[Opening Records section]

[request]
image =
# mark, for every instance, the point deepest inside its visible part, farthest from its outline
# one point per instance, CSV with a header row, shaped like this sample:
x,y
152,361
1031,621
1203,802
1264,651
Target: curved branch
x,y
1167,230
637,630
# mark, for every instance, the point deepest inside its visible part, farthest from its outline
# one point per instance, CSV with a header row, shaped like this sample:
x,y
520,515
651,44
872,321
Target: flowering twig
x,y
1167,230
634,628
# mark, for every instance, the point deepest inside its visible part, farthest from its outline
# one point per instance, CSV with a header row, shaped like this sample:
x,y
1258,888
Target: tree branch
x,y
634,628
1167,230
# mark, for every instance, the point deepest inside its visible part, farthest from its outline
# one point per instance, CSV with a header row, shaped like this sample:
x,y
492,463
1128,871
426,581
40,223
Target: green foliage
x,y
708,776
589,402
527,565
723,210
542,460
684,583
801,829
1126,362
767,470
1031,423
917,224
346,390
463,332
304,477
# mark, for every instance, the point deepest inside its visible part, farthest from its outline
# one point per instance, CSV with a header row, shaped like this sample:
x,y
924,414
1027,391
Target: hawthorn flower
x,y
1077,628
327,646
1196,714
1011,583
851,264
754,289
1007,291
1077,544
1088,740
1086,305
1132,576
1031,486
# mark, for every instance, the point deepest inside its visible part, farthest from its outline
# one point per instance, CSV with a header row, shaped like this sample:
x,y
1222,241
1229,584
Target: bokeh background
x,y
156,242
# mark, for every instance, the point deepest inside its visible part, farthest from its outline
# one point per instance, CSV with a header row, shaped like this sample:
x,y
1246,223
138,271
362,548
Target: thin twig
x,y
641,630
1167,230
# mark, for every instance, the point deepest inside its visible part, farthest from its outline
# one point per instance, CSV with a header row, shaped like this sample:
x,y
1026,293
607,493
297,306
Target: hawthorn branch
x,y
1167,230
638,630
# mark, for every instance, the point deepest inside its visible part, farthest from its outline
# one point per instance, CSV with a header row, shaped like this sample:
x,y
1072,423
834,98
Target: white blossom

[Closing Records section]

Your instructions ▸ Copy every line above without changes.

Response to the task ▸
[request]
image =
# mark, for every instance, the point deepest inside its visible part, farthest from its outline
# one point per instance, CSV with a header row, shaped like this sample:
x,y
152,361
1031,621
1203,802
1264,651
Target: curved branch
x,y
1167,230
637,630
# mark, for every instance, the point deepest inside its visible part, farthest from its outline
# one point per instance, CSV with a header row, shaped like this sample:
x,y
520,515
651,44
872,321
Target: flowering twig
x,y
1167,230
634,628
# mark, for every instance, the point deepest inside its visible part, farthest from its outline
# one point per instance, CSV with a header row, shaped like this sample:
x,y
1258,888
Target: tree branch
x,y
634,628
1167,230
# mark, for every instance, the point deepest inside its visible part, farthest from its outline
# one point per instance, CSV with a header row, shaped like this sample:
x,y
492,463
1128,871
426,581
40,223
Target: green foliage
x,y
708,776
589,402
527,565
723,210
542,460
684,583
801,829
1126,362
767,470
1031,423
917,224
346,390
463,332
304,477
# mark, for every instance, the point deepest inside its visible part, farthest from its outline
# one point per instance, CSV with a header row, shaped like this sample:
x,y
924,414
1027,391
Target: hawthorn flower
x,y
1077,628
327,646
1196,714
1011,583
851,264
754,289
1007,291
1077,544
1088,740
1086,305
1132,576
1031,486
# mark, for every instance, the point deepest inside its visible part, farthest from its outline
# one point per instance, CSV with a header row, shaped like this sample:
x,y
1222,241
1229,584
Target: bokeh background
x,y
156,242
# mark, for every instance, the point deepest inside its visible part, farthest from its outline
# one point per instance, CSV with a header row, shaped like this sample:
x,y
1246,223
138,271
362,548
Target: thin twig
x,y
641,630
1167,230
# mark, for every instance, the point deepest inside its visible part, farthest from its outline
# one point per instance, CSV with a header row, shaped like this sample:
x,y
1026,293
607,493
297,306
Target: hawthorn branch
x,y
1167,230
638,630
# mark, for every instance, the point deepest inside its visible part, farthest from its outline
# one point per instance, CSV with a header row, shaped like this sample:
x,y
1072,423
834,98
Target: white blossom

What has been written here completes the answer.